Repeat the lines from the start through the line containing "[617,0,800,458]", with every requested line included, and shift each bounding box coordinate in the answers up by 73. Leave out the pictures.

# START OF Dataset content

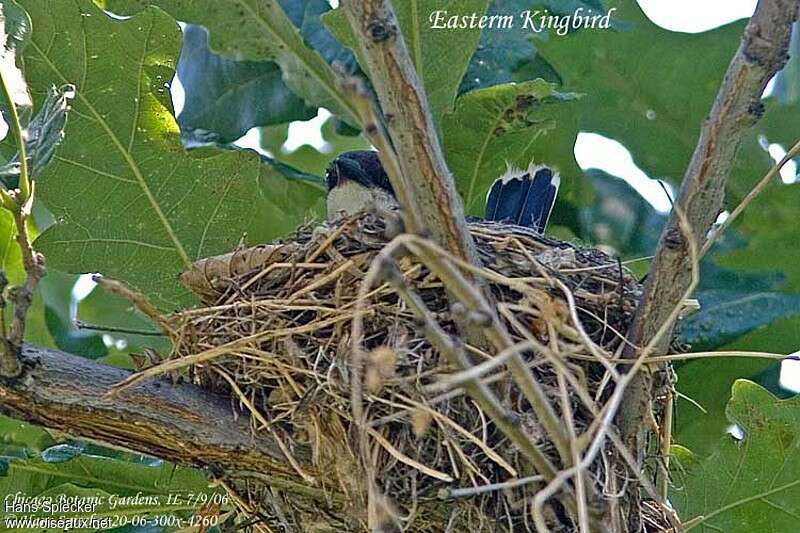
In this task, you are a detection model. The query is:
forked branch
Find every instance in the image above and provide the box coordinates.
[617,0,800,464]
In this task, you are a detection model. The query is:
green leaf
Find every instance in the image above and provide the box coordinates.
[99,0,355,123]
[674,316,800,455]
[261,118,370,176]
[322,0,489,122]
[178,24,316,143]
[442,80,581,216]
[670,380,800,533]
[24,0,319,309]
[0,0,33,117]
[0,415,55,457]
[536,0,743,182]
[580,169,666,258]
[458,0,561,94]
[678,290,800,351]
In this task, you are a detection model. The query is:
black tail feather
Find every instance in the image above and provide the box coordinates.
[485,167,560,233]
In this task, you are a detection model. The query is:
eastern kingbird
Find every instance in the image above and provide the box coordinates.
[325,150,560,233]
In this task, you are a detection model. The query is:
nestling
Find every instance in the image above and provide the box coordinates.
[325,150,561,233]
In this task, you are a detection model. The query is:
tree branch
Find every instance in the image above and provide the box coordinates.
[342,0,480,264]
[0,344,321,486]
[617,0,800,458]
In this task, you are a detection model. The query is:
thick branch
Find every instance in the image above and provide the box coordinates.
[0,344,311,485]
[619,0,800,444]
[342,0,479,264]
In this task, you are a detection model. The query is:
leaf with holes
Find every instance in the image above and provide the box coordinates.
[670,380,800,533]
[535,0,743,185]
[442,80,581,215]
[23,0,319,309]
[99,0,355,123]
[178,24,316,145]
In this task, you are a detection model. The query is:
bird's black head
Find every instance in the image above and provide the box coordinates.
[325,150,394,196]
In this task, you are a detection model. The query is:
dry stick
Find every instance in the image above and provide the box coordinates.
[350,235,556,478]
[388,258,556,486]
[438,474,545,500]
[406,236,570,464]
[700,137,800,257]
[533,205,700,532]
[617,0,800,491]
[557,372,591,533]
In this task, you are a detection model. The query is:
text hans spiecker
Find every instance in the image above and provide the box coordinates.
[428,7,617,35]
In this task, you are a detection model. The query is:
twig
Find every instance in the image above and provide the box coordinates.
[0,66,31,202]
[0,65,45,377]
[342,76,423,233]
[700,141,800,257]
[618,0,800,521]
[438,475,544,500]
[342,0,480,265]
[406,236,570,463]
[92,275,174,335]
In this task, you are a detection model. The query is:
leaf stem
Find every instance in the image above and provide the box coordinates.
[0,70,31,210]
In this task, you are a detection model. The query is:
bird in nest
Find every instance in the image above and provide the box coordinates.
[325,150,560,233]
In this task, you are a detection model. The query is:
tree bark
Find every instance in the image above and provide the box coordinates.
[342,0,480,265]
[617,0,800,524]
[0,344,313,486]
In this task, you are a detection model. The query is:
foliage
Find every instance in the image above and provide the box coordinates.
[673,380,800,533]
[0,0,800,531]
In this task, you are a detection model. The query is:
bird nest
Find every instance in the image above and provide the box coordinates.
[168,214,663,531]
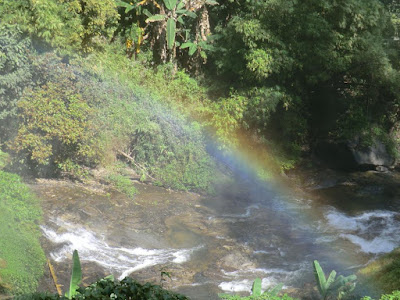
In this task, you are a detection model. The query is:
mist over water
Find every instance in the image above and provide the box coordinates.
[37,169,400,300]
[41,219,198,280]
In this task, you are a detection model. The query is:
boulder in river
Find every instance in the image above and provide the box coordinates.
[315,137,395,172]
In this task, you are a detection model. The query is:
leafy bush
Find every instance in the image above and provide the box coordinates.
[0,171,45,294]
[0,24,32,140]
[77,48,216,191]
[11,82,100,176]
[14,277,189,300]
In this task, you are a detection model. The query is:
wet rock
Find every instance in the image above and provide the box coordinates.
[220,251,256,271]
[349,138,395,171]
[315,137,395,172]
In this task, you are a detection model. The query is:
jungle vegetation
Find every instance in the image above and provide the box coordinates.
[0,0,400,293]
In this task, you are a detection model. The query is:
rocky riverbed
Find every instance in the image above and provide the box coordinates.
[32,171,400,300]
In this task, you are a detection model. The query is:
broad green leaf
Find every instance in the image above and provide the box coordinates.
[251,278,261,297]
[176,9,197,19]
[176,16,185,25]
[176,1,185,10]
[181,42,194,49]
[65,250,82,299]
[146,14,167,23]
[326,270,336,291]
[164,0,176,10]
[189,44,197,56]
[206,0,219,5]
[314,260,326,297]
[167,18,176,50]
[143,8,152,18]
[115,1,135,14]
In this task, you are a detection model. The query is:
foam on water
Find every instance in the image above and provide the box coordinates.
[218,278,276,293]
[325,209,400,254]
[221,205,260,218]
[41,219,200,279]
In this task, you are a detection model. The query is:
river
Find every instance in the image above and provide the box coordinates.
[32,172,400,300]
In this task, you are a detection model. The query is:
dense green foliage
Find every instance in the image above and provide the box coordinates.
[0,171,45,294]
[0,0,118,51]
[360,248,400,293]
[14,277,189,300]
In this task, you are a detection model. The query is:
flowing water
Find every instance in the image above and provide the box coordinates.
[34,173,400,300]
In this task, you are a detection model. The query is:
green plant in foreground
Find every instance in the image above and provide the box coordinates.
[314,260,357,300]
[65,250,82,299]
[218,278,292,300]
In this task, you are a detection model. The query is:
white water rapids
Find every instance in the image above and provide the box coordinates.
[41,218,202,280]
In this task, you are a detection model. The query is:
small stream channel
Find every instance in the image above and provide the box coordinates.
[33,172,400,300]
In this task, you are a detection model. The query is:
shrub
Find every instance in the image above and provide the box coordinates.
[11,82,100,176]
[14,277,189,300]
[0,24,32,140]
[0,171,45,294]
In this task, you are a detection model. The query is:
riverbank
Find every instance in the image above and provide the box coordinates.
[26,162,400,300]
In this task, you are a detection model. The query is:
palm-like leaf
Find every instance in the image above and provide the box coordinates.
[167,18,176,50]
[251,278,261,297]
[65,250,82,299]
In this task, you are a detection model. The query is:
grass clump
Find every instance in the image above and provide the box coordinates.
[0,171,45,294]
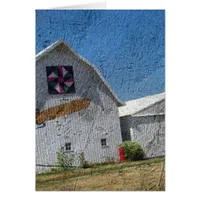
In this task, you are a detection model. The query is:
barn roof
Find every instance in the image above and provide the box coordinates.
[118,92,165,117]
[36,40,125,106]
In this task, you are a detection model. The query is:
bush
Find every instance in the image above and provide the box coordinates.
[121,141,144,161]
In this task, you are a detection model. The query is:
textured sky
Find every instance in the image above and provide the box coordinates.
[36,10,165,101]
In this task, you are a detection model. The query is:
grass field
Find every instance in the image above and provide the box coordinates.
[36,158,165,191]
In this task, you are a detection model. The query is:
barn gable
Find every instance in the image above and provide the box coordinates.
[36,41,123,172]
[36,40,125,107]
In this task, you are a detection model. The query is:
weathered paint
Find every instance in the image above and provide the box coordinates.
[36,45,122,172]
[120,100,165,158]
[36,99,90,124]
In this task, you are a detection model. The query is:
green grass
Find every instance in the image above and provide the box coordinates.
[36,158,165,191]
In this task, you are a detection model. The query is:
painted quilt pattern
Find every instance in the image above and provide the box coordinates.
[46,66,75,94]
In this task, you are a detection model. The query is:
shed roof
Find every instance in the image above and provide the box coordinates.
[118,92,165,117]
[36,40,125,106]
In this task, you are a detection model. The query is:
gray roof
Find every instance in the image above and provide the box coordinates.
[118,92,165,117]
[36,40,125,106]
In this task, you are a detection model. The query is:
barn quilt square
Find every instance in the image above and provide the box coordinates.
[46,66,75,94]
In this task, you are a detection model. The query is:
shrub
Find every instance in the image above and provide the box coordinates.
[121,141,144,161]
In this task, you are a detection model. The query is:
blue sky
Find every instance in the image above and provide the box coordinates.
[36,10,165,101]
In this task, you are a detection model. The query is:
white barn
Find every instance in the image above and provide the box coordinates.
[36,40,124,172]
[36,40,165,172]
[119,93,165,158]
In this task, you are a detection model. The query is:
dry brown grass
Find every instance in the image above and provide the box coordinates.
[36,159,165,191]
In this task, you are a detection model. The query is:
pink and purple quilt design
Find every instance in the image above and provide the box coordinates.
[46,66,75,94]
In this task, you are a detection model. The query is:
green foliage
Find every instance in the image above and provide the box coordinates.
[57,148,74,169]
[83,160,116,168]
[79,152,86,167]
[121,141,144,161]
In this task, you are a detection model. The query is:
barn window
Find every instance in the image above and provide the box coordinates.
[65,143,72,151]
[101,138,107,147]
[46,66,75,94]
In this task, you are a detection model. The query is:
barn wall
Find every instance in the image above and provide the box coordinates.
[134,99,165,116]
[36,46,122,172]
[120,115,165,158]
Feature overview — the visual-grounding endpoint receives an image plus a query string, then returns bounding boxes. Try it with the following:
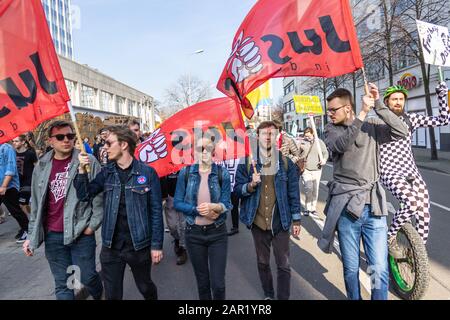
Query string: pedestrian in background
[299,127,328,216]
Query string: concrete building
[59,56,156,131]
[42,0,73,59]
[349,0,450,151]
[283,0,450,151]
[283,77,325,136]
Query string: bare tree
[272,97,284,123]
[395,0,450,160]
[165,75,211,114]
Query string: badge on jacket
[137,176,147,184]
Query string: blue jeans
[45,232,103,300]
[338,205,389,300]
[186,223,228,300]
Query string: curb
[417,163,450,174]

# END OF Dataset content

### Written response
In this task, you are a detection model. The query is:
forked branch
Find every instance in the image above and provide the box coordinates.
[690,73,873,537]
In this task, you are a detection model. The query is:
green leaf
Find every instance in the image above and provide the box coordinates.
[172,73,428,196]
[747,389,873,528]
[334,191,443,249]
[395,73,562,195]
[251,97,389,216]
[515,153,654,289]
[743,453,873,606]
[97,73,392,382]
[73,73,106,190]
[73,488,128,530]
[609,73,816,255]
[653,242,739,331]
[531,73,634,167]
[751,363,873,424]
In this task, you are a detection model. The query is:
black tail feather
Find every instance in the image above and provide the box coordinates.
[558,240,633,306]
In this task, you are a detection model. The query is:
eastern kingbird
Find every instance in the image above and provide the box coordinates.
[398,223,633,306]
In this task, you are a detection model. The query is:
nestling
Find every instance in the image above and provide the box coordinates.
[398,223,634,306]
In this task, you are a detection model. The query is:
tree branch
Find every instance in the image above and provide the box coordinates.
[415,73,553,337]
[73,417,394,559]
[690,73,873,531]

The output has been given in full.